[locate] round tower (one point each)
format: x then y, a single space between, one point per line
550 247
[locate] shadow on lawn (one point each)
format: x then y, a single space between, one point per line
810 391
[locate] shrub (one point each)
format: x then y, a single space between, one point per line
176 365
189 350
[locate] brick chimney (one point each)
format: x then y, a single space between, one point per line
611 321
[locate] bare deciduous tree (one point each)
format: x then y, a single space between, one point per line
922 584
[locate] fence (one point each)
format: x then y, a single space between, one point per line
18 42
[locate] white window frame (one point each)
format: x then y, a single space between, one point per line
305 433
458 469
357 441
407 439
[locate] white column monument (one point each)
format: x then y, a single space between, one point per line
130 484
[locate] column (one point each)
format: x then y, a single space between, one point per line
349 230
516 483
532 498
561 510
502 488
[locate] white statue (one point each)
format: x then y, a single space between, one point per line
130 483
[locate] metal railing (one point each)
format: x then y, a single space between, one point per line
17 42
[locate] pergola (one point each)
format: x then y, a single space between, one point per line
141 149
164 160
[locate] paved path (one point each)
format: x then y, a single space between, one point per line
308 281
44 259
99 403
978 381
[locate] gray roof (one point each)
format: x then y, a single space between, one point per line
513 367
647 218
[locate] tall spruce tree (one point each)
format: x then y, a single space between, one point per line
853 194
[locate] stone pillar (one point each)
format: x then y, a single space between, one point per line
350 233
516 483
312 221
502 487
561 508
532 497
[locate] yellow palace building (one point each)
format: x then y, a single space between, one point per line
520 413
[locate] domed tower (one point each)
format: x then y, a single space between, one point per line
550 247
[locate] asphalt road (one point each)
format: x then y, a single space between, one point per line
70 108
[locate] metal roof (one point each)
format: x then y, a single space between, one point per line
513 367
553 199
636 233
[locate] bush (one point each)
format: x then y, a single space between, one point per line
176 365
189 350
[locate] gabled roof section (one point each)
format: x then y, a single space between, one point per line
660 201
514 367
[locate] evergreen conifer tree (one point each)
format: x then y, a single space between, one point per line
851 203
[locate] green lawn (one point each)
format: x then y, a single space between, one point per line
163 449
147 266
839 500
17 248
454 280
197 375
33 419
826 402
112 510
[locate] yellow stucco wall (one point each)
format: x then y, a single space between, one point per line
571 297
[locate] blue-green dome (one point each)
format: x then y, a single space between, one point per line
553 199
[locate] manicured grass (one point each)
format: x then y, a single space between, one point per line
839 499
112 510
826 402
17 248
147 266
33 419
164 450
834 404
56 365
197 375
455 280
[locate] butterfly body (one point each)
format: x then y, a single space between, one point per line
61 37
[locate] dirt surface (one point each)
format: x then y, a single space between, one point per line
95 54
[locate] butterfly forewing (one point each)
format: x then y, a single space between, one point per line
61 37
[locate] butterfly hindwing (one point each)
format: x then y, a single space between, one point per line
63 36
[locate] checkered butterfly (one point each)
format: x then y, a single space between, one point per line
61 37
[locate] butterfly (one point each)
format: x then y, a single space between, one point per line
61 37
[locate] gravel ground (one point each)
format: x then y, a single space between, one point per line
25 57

--

● **Exercise instructions**
Can you copy out the lines of the material word for word, starting at the line that contains "[locate] manicured grass (one point each)" and ending at the last line of the material, with both of those lines included?

● **Exercise answer**
[locate] manicured grass (one point each)
format: x then y, a single space between, one point per line
839 499
112 510
826 402
17 248
147 266
33 419
164 450
834 404
56 365
197 375
455 280
[locate] butterfly body (one point each)
format: x then y, a single space between, one point per line
61 37
[locate] dirt surface (one point each)
format: x then y, a single space between, one point per line
95 54
[locate] butterfly forewing (one point each)
format: x then y, a single space between, one point per line
61 37
[locate] butterfly hindwing (one point each)
format: x then y, a single space between, one point per line
63 36
[locate] checkered butterfly (one point each)
format: x then y, a single space between, one point per line
61 37
[locate] butterfly (one point each)
format: x then y, a single space between, one point per line
61 37
[locate] gravel ground (one point each)
format: x then y, a single space between, one point per line
25 57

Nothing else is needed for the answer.